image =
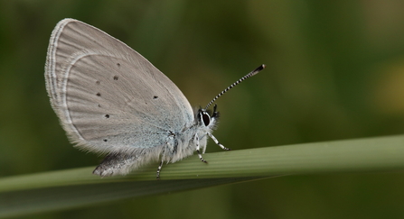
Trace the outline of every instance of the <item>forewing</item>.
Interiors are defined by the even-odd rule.
[[[180,89],[139,53],[73,19],[52,34],[46,63],[52,105],[70,139],[97,152],[166,143],[193,120]]]

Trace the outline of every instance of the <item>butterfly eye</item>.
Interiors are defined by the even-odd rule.
[[[208,126],[211,123],[211,116],[206,112],[202,113],[202,119],[205,126]]]

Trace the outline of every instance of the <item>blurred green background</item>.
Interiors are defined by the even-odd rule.
[[[43,68],[66,17],[140,52],[234,150],[404,132],[404,1],[0,0],[0,177],[96,166],[52,112]],[[221,149],[210,142],[207,152]],[[195,162],[198,162],[195,160]],[[23,218],[403,218],[401,173],[294,176]]]

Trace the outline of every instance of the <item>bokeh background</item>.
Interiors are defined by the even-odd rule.
[[[193,105],[218,100],[234,150],[404,132],[404,1],[0,0],[0,176],[96,166],[71,147],[43,68],[62,18],[100,28]],[[211,142],[207,152],[220,151]],[[403,218],[404,174],[283,177],[23,218]]]

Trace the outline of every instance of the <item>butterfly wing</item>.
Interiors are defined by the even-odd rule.
[[[61,21],[45,68],[53,110],[70,140],[95,152],[166,144],[193,121],[180,89],[139,53],[91,25]]]

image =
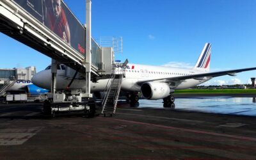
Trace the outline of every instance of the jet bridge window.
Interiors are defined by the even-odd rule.
[[[46,67],[45,70],[50,70],[51,68],[52,68],[52,67],[51,65],[49,65],[47,67]]]

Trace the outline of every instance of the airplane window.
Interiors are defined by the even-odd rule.
[[[66,66],[65,65],[60,65],[61,68],[62,70],[66,70]]]

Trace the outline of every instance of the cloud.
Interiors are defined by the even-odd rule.
[[[191,63],[182,61],[170,61],[166,64],[163,65],[162,66],[183,68],[191,68],[193,67]]]
[[[151,40],[154,40],[156,39],[156,37],[150,34],[150,35],[148,35],[148,39],[150,39]]]
[[[228,81],[228,84],[234,85],[234,84],[241,84],[242,82],[238,78],[232,78]]]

* [Exercício proposto]: Reescreva os registros a partir da linha que contém "the <item>butterfly wing</item>." até o fim, incluindo essas duas pontas e os pedidos. Multiplique por 2,45 todas as coordenadas das respostas e arredonde para números inteiros, com as metades para cima, sem incluir as imagens.

* [Resposta]:
Trace the outline of every instance of the <item>butterfly wing</item>.
Interiors are defined by the even-odd rule.
[[[149,51],[110,167],[130,270],[172,343],[233,372],[407,353],[473,296],[441,218],[341,130],[223,61]]]

image =
Trace the outline of every instance of the jet bridge window.
Interiors are defined by the even-odd rule.
[[[113,164],[110,172],[123,172],[125,167],[127,167],[127,164],[125,159],[120,159],[115,164]]]

Trace the outline of every instance of the airplane window.
Interiors are defined by the even-odd rule.
[[[162,162],[159,159],[147,159],[149,167],[152,172],[162,172]]]

Trace the outline of every instance of the cloud.
Interiors are defined by the even-odd rule.
[[[468,154],[446,149],[417,149],[407,157],[399,159],[397,162],[448,167],[468,167],[473,164]]]
[[[370,98],[377,98],[382,96],[382,91],[368,83],[368,86],[363,86],[363,96],[368,96]]]
[[[559,198],[559,206],[573,208],[573,206],[590,206],[593,201],[583,191],[568,191]]]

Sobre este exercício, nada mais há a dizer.